WHAT IS NEEDED: Set down the material below in full, matching it exactly.

RECORDS FOR PROCESSING:
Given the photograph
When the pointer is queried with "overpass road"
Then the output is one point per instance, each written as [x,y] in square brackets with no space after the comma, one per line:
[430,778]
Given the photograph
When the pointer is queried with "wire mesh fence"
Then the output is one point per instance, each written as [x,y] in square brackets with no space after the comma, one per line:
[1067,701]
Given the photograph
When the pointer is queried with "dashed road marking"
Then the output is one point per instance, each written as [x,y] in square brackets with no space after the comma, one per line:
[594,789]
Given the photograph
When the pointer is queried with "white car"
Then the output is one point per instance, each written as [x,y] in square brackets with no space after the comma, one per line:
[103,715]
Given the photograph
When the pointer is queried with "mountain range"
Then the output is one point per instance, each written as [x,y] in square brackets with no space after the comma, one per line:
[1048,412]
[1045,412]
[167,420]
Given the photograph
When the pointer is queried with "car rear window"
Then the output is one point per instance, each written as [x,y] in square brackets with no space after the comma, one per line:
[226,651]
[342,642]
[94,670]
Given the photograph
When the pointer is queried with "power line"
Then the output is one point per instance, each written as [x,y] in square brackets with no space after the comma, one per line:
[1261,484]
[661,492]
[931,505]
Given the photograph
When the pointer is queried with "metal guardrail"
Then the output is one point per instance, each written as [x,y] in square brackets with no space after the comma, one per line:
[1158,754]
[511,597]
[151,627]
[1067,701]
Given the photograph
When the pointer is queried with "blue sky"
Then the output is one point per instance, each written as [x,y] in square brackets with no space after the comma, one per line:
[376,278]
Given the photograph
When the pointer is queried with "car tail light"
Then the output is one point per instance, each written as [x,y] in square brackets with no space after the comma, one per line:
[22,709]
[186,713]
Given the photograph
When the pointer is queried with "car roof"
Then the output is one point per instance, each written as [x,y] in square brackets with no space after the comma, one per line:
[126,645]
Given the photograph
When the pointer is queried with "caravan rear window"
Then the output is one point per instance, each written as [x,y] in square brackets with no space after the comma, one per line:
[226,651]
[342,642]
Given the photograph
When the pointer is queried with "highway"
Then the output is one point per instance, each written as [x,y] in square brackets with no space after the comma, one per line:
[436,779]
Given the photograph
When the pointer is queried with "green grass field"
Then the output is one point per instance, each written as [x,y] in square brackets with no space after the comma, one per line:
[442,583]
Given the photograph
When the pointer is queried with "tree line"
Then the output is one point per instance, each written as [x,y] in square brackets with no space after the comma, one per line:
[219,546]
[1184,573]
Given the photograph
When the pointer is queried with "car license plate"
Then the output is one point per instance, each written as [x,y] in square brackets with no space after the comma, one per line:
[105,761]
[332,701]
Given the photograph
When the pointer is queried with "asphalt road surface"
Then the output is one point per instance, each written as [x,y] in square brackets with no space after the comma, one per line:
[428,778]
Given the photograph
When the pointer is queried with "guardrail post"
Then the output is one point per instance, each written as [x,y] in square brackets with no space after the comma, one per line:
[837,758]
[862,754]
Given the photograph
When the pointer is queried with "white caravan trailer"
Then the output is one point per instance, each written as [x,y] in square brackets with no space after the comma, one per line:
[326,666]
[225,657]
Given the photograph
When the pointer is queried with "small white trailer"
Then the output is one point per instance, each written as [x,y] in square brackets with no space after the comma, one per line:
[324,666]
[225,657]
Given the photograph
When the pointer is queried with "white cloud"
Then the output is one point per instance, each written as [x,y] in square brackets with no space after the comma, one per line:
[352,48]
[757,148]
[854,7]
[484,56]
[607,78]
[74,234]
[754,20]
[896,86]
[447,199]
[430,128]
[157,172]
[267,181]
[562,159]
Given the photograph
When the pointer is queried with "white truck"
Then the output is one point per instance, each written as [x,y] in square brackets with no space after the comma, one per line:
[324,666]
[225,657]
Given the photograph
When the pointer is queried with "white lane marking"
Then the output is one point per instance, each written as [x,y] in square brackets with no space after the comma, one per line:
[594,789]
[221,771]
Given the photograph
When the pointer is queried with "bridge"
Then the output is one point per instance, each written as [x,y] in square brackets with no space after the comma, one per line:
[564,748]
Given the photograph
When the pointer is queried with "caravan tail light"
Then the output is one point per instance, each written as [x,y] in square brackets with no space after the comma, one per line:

ANSWER TO THIS TASK:
Given the photograph
When the pointer is queried with "overpass road"
Then the output is one point per instance, each written as [x,y] in square brackets with no space after the comma, one per line:
[430,778]
Given the photograph
When the pointer is queried with "wire mesh fence"
Then the output is one point per instance, each written as [x,y] in square brackets with no space after the comma, one per line:
[1067,701]
Given the photograph
When the pointer is queried with "dashed road marking"
Then the output is one point per instance, each written as [x,y] in square brackets with no space after the comma, one per line:
[594,789]
Given the photograph
When the pointer is queried with "white car"
Then the output is one point per instance, each written as [x,y] in square brackets with no space after the comma, one per line:
[103,715]
Given the photograph
When the pointer is queried with "mountain range"
Then the output is one point per instance, each written as [x,y] in square brackets with no space after the comma, one per line:
[1048,412]
[1045,412]
[167,420]
Given the photograph
When the pointer is queried with "car rear window"
Then the output is one point per instance, each written as [x,y] in square brackets with no space after the comma, one per line:
[226,651]
[342,642]
[94,670]
Given the photograph
When the pointer is queried with "power line"
Then the output is one point per instance, each written as [x,y] in square brackets with no space after the comma, one per line:
[1261,484]
[661,492]
[931,505]
Given the photograph
When the pointer is queried with "metal guardrail"
Then the output is one point per instance, each written as [x,y] in square brackets with no space after the comma, one per line:
[1158,754]
[511,597]
[151,627]
[1067,701]
Given the photograph
When the pointer is queried with "blue sky"
Then the output is one point per instance, each written as [x,y] in square brackets with no space after the comma, one per line:
[376,278]
Given the photograph
When the pointer is queried with "car tail light"
Then the output is one point per instance, each written as [x,y] in square brackets with no space after the comma, one per line:
[22,709]
[186,713]
Given the photograph
When the pointer is queried with "car roof"
Then the output is one point per instance, each written as [x,y] in square brackets with no space after the comma, one per line:
[126,645]
Given the photograph
When the pointer is queried with "caravan rear window"
Then the output is one point per instance, each written as [x,y] in square brackets with no space after the comma, one per line:
[226,651]
[342,642]
Given the photograph
When the pointer is queried with "highway"
Then the output is one point per instance, each written as [x,y] in square brackets with no space after the comma, one per line:
[436,779]
Given the photograph
When the pointer is queried with "green grass field"
Then the output is one point per instance, each written as [x,y] in square brackets with no space after the comma, one per line:
[442,583]
Given the photograph
When the pointer is queried with "tree line"
Then the output is one point per instance, each written as [x,y] in square brackets with no space after the comma, one per line:
[219,546]
[1184,573]
Given the photograph
When the pointer is queried with "car license plate"
Then the output is one point per instance, each written as [x,y] in square brackets with no space after the comma, one per line:
[105,761]
[332,701]
Given the photograph
When the pointer is queried with "asphalt road surface"
Then the output is one point per instance, each written as [x,y] in square brackets with no space after the comma, one per line:
[428,778]
Given the photograph
When the pointer is queried with "guardrail post"
Then the output is one point per instance, each written as [x,y] in square brackets with no space after the comma, one per line:
[837,758]
[862,754]
Given the photograph
When the pointer is queried with "white caravan trailer"
Then the output is one point per instance, each written as [x,y] in square brackets with no space after the comma, one per line:
[326,666]
[225,657]
Given the photograph
When the pointer is queried with "small white trailer"
Then the output is one point per instance, each written as [x,y] in square brackets with no space after the comma, one per line:
[324,666]
[225,657]
Given the photograph
When the pointer is queried with "white cloud"
Then the output is one point per instance, each written as [x,y] in square brackets with no space after the comma, one per line:
[352,48]
[757,148]
[854,7]
[484,56]
[607,78]
[74,234]
[754,20]
[896,86]
[447,199]
[430,128]
[157,172]
[267,181]
[562,159]
Given the photograph
When the pointer is queried with "white truck"
Then the output is one point per instance, each written as [x,y] in square brackets with no space after the comma, one per line:
[324,666]
[225,657]
Given the photograph
When the pointer is queried with "white lane marking"
Then the output is one point per instance, each written as [x,y] in square brackets with no space after the comma, one per line:
[594,789]
[221,771]
Given the photograph
When the pointer is queried with "bridge"
Then the output is one point per instance, each written as [x,y] in square brackets with no space after the comma, one per line:
[564,748]
Given the photograph
When the pointer is queried with "caravan tail light"
Then the output is one point per instance, each written as [x,y] in square brackets with no space after the comma, one per line:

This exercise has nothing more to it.